According to the passage on TGF-β1 and mammary epithelial cell proliferation, by how much is TGF-β1 protein reduced in mice lacking one Tgfβ1 allele?

## Extract to read
= Beginning of Section =

Proliferation of ER-α-Positive Mammary Epithelial Cells Is Increased in Tgfβ1 Heterozygote Mice

The infrequent co-localization of proliferation markers with ER-α-positive cells, despite the presence of estradiol, raises two possibilities: either the inability to proliferate is intrinsic to these cells independent of TGF-β, or that TGF-β1 selectively restrains ER-α-positive cells from proliferating. If it is the latter, then it is reasonable to expect that changes in the endogenous levels of TGF-β would lead to changes in the proliferation of ER-α-positive cells. TGF-β1 protein is reduced by more than 90% in mice lacking one Tgfβ1 allele, whether measured by immunoreactivity or by quantifying TGF-β biological activity in tissue extracts.7 Therefore, to determine the relationship between TGF-β and proliferation of ER-α-positive cells, we used dual immunofluorescence localization of nuclear ER-α and the cell-cycle marker Ki-67 and scored dual-labeled epithelial cells in Tgfβ1 heterozygote and wild-type mammary glands (Figure 3, A and B). The overall frequency of Ki-67-marked cells at estrus was increased 24-fold in Tgfβ1 heterozygote mammary epithelium compared to wild-type mice, consistent with our previous results using proliferating cell nuclear antigen as a marker of cell cycle.7 The frequency of cells exhibiting dual localization of Ki67 and ER-α increased 16-fold in Tgfβ1 heterozygotes (Figure 3C). Although the degree of response was modified by genetic background, the consequence of TGF-β1 depletion was similar in two other mouse strains (ie, BALB/c and FvB, data not shown).

= End of Section =

## Dataset

= Beginning of Section =

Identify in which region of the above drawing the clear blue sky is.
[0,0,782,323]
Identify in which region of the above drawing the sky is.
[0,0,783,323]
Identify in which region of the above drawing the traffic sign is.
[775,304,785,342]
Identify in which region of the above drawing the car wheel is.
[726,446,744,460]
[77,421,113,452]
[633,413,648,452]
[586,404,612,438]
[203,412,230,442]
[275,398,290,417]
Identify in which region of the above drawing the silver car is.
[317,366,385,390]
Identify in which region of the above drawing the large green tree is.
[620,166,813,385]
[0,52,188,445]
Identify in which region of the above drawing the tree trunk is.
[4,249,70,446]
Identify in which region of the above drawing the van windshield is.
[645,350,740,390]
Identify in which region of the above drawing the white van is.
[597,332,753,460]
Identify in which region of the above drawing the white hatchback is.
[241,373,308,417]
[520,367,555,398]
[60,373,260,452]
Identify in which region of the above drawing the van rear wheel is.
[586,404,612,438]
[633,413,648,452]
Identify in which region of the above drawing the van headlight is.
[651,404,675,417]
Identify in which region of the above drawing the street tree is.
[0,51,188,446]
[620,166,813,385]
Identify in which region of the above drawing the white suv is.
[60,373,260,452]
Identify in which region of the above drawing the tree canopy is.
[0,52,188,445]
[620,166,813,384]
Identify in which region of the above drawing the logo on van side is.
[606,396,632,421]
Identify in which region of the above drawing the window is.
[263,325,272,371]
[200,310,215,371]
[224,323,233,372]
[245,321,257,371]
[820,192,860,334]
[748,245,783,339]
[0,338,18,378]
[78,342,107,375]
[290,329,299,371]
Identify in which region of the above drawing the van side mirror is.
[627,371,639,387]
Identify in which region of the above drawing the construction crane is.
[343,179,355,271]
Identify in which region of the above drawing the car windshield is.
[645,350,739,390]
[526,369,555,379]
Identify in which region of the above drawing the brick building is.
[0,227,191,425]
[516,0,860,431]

= End of Section =

## Task output
By more than 90%.